Stored items from a collection:
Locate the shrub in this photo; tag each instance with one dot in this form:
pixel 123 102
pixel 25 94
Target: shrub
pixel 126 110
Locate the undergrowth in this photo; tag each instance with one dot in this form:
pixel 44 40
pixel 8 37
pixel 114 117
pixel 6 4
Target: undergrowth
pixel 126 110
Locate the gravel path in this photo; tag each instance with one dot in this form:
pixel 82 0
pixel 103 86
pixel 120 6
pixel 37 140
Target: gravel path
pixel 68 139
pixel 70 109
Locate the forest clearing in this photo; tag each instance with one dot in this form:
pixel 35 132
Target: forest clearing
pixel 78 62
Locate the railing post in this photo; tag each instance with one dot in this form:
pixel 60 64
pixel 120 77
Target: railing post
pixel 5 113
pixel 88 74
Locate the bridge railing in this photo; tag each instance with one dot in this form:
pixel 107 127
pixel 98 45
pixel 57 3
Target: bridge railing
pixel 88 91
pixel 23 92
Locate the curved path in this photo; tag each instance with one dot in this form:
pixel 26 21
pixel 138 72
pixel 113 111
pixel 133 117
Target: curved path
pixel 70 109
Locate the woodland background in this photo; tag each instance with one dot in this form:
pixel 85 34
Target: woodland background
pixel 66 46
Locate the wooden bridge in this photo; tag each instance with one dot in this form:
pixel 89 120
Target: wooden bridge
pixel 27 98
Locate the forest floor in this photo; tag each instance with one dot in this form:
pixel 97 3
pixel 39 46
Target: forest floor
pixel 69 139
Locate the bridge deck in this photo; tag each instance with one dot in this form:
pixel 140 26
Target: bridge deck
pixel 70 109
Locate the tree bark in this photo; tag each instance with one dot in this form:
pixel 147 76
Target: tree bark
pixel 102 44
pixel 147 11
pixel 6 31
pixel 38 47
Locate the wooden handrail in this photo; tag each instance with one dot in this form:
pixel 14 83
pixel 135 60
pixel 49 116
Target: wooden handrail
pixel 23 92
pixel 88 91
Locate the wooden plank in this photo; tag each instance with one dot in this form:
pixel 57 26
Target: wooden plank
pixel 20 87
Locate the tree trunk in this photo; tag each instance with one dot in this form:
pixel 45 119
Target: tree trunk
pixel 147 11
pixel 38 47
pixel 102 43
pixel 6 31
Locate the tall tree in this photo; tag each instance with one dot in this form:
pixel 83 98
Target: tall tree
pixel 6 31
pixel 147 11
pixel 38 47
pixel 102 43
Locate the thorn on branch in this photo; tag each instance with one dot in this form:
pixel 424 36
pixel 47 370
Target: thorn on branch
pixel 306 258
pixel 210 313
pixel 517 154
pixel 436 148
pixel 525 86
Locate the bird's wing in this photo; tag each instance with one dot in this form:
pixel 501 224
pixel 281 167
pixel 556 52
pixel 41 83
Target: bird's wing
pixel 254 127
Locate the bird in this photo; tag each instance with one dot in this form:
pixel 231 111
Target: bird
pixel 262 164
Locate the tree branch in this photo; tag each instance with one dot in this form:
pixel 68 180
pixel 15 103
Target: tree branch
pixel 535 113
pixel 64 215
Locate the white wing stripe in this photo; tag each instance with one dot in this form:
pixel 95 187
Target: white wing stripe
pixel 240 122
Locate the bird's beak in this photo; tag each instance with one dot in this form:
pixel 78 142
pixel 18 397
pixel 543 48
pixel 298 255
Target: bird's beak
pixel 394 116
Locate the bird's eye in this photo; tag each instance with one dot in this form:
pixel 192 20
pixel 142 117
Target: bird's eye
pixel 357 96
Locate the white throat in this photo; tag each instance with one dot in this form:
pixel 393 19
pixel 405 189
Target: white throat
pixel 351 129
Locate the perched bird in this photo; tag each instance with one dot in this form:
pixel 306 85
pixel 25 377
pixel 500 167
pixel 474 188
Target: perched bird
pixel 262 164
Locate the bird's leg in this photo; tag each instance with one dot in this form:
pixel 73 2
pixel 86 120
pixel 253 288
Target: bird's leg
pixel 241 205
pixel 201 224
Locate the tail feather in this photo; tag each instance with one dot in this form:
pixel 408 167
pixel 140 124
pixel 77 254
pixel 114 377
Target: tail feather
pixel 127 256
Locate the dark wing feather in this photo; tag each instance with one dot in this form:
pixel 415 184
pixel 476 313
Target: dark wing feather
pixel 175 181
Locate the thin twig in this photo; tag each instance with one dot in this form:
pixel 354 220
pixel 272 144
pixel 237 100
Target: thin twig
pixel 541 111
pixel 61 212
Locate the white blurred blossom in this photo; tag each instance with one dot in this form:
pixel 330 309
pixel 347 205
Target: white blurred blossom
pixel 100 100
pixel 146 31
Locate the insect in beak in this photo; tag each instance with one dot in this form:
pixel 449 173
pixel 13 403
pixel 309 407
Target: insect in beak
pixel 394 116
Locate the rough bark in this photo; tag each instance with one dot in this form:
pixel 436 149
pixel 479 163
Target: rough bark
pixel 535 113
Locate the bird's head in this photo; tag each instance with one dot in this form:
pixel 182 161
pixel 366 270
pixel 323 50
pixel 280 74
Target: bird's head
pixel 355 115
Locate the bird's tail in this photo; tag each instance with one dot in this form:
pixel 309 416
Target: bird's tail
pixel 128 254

* Written exercise: Can you return everything in the records from the line containing "Locate the forest clearing" down to the line containing "pixel 88 74", both lines included, word for word?

* Expected output:
Locate the forest clearing in this photo; tag each instance with one dot in this form:
pixel 35 132
Target: forest clearing
pixel 78 62
Locate the railing post in this photo; tag each instance with one dot in this form:
pixel 60 64
pixel 120 77
Target: railing post
pixel 5 113
pixel 88 74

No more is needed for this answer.